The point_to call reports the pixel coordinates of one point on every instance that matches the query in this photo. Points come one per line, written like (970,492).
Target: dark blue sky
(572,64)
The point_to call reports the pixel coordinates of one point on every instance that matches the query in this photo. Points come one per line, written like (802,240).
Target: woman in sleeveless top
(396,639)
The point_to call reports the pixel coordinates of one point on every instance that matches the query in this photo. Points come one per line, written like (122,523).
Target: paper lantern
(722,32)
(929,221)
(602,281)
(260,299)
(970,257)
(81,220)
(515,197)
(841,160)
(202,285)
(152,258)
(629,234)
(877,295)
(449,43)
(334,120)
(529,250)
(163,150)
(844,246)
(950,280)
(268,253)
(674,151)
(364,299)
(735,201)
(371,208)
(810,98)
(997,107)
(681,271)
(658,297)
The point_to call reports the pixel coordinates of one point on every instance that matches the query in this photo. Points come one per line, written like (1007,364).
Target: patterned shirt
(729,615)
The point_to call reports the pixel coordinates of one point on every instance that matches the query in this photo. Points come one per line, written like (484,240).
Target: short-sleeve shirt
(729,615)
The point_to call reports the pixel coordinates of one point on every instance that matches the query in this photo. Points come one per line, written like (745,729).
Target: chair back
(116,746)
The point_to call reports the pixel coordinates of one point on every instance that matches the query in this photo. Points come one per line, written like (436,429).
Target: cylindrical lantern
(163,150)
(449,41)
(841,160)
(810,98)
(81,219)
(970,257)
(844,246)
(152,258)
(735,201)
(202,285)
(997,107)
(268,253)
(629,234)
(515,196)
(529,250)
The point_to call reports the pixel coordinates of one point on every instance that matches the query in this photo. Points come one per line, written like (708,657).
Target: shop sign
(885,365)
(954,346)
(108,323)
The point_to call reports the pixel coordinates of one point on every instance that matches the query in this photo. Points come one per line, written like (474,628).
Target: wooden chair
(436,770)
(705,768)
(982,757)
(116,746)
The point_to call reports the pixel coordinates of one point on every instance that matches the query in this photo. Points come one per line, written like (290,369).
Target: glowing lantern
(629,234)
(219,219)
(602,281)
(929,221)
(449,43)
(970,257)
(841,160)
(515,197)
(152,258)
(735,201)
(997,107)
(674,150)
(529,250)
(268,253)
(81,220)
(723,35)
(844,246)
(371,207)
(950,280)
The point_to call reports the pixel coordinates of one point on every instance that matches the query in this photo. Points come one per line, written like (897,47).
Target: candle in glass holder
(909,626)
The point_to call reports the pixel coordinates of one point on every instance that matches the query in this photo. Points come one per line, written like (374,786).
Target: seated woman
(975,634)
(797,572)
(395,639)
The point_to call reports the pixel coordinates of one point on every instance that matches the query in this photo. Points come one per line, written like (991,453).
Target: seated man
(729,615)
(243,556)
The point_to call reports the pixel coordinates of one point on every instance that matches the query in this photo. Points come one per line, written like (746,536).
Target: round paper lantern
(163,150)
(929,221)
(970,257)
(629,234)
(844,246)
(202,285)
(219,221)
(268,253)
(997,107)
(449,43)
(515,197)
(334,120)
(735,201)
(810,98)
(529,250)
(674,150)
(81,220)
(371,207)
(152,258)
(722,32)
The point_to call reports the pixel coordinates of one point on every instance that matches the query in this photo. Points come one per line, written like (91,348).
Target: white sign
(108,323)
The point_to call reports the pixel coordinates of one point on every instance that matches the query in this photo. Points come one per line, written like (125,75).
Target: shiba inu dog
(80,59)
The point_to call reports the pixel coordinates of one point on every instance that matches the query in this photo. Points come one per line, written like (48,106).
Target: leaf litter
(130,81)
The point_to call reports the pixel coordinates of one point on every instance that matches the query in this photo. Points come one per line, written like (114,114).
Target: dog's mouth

════════════════════

Tu objetivo: Reproduce tal cual todo lo que va desde la línea que contiene "written like (897,47)." hasta la última línea de arriba, ambas incluidas.

Salida correcta:
The point_to call reports the pixel coordinates of one point on every instance that matches the query in this photo. Points come one per line, written like (897,47).
Target: candle in glass holder
(909,626)
The point_to call reports the pixel coordinates of one point on every instance that matches the query in this photo. Points come one per line, written like (374,786).
Target: seated woman
(975,634)
(797,572)
(395,639)
The point_to call reports the pixel coordinates of one point on every instance that matches the query in this photo. Points come one per line, written like (991,453).
Target: seated man
(729,615)
(243,556)
The point_to call reports the pixel coordinates of one point on every instance that matches the query in this photo. Points come one per line, written like (746,536).
Target: round paper lantern
(163,150)
(929,221)
(970,257)
(629,234)
(844,246)
(202,285)
(219,221)
(268,253)
(997,107)
(449,43)
(515,197)
(334,120)
(735,201)
(810,98)
(529,250)
(674,150)
(81,220)
(371,207)
(152,258)
(722,32)
The point_to call reports the pixel coordinates of one point on every instance that matches the query in this photo. Points come one per line, written like (91,348).
Target: white sign
(108,323)
The point_to call reports the pixel coordinates of one point on every instance that matches the query in this photo. Points come one per line, written like (125,75).
Target: shiba inu dog
(80,59)
The point_to call reports the pixel coordinates of one point on every instance that matches the query in this photo. Points come one per line, written like (48,106).
Target: leaf litter
(130,81)
The point_to call reports the pixel coordinates of one point on every instance that matches the query in this photo. Points come one per line, written like (114,114).
Target: dog's mouth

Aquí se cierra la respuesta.